**TASK BRIEF**
Render the lines of the listing below as a JSON list of strings, one string per line, starting at the line containing "of bush, then" and ending at the line containing "left=171, top=234, right=266, bottom=256", both included. Leave out any blank lines.

Excerpts from bounding box data
__________________________________________________

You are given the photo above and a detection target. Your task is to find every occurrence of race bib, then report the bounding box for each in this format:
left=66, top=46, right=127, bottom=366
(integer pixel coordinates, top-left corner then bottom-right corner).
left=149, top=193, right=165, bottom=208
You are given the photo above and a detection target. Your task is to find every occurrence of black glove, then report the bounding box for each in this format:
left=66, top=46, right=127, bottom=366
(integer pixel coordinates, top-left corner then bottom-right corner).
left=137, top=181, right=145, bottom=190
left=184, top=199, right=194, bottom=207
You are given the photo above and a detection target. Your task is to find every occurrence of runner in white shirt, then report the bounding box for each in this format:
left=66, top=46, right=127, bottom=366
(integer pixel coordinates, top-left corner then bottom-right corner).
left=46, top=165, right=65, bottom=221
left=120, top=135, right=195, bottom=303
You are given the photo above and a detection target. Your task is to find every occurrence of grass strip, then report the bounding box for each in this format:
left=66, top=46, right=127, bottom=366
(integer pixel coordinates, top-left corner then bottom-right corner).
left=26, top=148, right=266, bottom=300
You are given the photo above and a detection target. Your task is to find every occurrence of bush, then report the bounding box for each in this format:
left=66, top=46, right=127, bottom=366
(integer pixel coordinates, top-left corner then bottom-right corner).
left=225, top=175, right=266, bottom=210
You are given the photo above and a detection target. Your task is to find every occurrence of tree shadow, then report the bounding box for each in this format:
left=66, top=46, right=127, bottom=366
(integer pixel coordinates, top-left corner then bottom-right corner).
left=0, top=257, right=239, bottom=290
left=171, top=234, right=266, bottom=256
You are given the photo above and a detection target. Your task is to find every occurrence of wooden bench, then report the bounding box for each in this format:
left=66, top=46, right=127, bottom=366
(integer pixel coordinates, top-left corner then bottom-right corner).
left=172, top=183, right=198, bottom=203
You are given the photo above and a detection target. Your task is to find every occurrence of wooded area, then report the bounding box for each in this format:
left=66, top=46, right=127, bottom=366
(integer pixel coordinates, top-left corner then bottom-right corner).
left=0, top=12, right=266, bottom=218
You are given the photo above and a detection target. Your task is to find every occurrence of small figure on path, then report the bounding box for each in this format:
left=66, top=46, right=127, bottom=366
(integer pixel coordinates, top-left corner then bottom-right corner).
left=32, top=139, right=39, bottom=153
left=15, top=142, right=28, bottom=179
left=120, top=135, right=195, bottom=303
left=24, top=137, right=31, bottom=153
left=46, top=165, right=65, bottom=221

__________________________________________________

**EXPECTED ANSWER**
[
  "You are given the photo above and a detection target. Your task is to find every occurrence of bush, then report the bounding box for each in this format:",
  "left=66, top=46, right=127, bottom=366",
  "(integer pixel coordinates, top-left corner then bottom-right corner).",
  "left=225, top=175, right=266, bottom=210",
  "You are given the photo above and a detection target. Your task is to find every occurrence of tree shadow, then report the bounding box for each in this format:",
  "left=66, top=46, right=127, bottom=366",
  "(integer pixel coordinates, top-left corner then bottom-right corner).",
  "left=0, top=257, right=239, bottom=290",
  "left=171, top=234, right=266, bottom=256"
]